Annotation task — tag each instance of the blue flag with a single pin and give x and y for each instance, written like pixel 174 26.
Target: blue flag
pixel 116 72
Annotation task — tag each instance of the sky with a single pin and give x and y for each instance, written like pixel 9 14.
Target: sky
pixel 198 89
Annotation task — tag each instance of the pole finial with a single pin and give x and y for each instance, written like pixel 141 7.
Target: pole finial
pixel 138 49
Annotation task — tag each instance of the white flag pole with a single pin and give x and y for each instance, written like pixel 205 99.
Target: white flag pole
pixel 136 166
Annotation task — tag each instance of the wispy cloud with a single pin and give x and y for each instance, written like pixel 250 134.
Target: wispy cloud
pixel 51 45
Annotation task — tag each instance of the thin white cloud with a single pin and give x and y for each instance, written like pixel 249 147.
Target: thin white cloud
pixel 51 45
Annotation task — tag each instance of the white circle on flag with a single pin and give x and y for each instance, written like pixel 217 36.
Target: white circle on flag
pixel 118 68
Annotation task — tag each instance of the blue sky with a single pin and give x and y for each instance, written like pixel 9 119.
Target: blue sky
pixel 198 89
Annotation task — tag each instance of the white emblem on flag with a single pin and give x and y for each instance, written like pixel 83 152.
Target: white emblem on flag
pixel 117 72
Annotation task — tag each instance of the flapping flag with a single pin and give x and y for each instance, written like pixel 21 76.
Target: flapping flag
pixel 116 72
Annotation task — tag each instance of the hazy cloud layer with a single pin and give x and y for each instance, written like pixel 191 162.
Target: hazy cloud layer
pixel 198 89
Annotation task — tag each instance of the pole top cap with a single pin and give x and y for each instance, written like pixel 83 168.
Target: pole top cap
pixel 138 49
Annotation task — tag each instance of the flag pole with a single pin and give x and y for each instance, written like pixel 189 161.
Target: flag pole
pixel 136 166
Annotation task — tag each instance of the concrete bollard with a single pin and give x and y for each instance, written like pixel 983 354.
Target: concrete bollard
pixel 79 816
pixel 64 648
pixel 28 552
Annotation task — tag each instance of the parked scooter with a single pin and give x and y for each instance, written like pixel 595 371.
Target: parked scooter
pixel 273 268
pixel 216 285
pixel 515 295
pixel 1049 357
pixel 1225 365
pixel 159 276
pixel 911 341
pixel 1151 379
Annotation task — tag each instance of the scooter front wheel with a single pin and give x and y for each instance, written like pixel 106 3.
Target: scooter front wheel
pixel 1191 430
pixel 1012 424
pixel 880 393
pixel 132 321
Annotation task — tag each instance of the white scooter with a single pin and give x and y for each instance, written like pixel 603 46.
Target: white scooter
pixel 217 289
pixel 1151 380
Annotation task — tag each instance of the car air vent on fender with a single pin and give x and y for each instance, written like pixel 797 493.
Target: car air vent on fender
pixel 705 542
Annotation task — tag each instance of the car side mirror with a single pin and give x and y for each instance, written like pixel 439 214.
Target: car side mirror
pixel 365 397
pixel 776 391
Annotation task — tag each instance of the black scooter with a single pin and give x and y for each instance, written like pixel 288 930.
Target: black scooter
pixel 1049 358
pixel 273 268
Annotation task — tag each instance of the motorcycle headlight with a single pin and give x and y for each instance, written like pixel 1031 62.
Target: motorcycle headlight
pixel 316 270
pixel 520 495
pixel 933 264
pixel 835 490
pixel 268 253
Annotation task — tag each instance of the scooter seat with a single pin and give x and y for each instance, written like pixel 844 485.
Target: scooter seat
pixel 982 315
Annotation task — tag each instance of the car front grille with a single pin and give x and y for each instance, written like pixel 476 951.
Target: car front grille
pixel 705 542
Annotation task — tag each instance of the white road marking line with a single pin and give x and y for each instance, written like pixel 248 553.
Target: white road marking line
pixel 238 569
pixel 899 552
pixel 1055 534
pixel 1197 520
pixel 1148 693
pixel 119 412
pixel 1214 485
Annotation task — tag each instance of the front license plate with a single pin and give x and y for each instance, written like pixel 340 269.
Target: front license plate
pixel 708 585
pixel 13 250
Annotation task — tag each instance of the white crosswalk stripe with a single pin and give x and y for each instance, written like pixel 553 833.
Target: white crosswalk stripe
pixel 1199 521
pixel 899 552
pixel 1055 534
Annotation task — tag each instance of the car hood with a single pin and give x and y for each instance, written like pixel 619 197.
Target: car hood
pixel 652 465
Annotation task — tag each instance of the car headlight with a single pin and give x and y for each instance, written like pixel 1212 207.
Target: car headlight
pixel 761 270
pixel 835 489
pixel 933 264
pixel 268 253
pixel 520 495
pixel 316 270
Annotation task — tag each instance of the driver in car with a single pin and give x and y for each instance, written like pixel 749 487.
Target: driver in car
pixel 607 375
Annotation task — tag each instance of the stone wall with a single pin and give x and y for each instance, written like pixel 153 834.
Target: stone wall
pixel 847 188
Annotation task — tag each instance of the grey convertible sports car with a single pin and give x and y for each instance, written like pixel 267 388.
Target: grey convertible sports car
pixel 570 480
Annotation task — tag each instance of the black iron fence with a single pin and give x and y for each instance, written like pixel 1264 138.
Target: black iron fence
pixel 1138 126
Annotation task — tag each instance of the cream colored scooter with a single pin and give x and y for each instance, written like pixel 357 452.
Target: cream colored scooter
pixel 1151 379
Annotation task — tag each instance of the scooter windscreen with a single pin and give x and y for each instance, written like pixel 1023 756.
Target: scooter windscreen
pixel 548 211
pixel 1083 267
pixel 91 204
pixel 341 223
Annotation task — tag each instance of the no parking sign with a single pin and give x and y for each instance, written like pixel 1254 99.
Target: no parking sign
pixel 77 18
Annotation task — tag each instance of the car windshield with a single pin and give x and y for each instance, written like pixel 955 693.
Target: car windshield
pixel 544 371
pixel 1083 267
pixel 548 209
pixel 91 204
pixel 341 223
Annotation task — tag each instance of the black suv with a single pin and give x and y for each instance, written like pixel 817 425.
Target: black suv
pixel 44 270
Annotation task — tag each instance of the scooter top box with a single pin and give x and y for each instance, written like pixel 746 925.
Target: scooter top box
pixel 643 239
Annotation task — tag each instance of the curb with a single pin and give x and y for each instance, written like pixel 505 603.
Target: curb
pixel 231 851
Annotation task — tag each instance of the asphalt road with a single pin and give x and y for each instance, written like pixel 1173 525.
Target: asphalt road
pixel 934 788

· · · ·

> [Direction]: Extract the rows above without alteration, starting at the line containing "Annotation task — tag each instance of the flag" and ending at the line containing "pixel 776 391", both lines included.

> [Finished answer]:
Annotation task — tag each instance of the flag pole with a single pin and give x and y for each instance, written like pixel 189 161.
Target: flag pole
pixel 136 166
Annotation task — tag each instance of the concrete bollard with a single pin and give x and y for each instance, written like pixel 983 354.
Target: concrete bollard
pixel 79 816
pixel 64 648
pixel 28 552
Annotation task — tag each instance of the parked scooter with a single pin and give x and y for each instance, written like pixel 595 371.
Target: parked scooter
pixel 273 268
pixel 216 285
pixel 515 295
pixel 1049 357
pixel 1225 365
pixel 159 276
pixel 911 341
pixel 1151 379
Annotation task — tag each instance of the scooter front wheel with a single pin and give x and y for each instance, written like pixel 106 3.
Target: scooter front wheel
pixel 1191 430
pixel 1012 424
pixel 880 393
pixel 132 321
Annotation task — tag each instance of the white scooter with a single pin and give x and y for each instance, written like pixel 603 46.
Target: white scooter
pixel 217 289
pixel 1151 380
Annotation task — tag each instance of the car air vent on fender with a single pin and give x and y for each instance, written like pixel 797 493.
Target: car air vent on fender
pixel 705 542
Annotation task — tag each instance of the car side mirror with a single pin and give x and y for each instance, written like pixel 439 214.
Target: car side mirror
pixel 365 397
pixel 776 391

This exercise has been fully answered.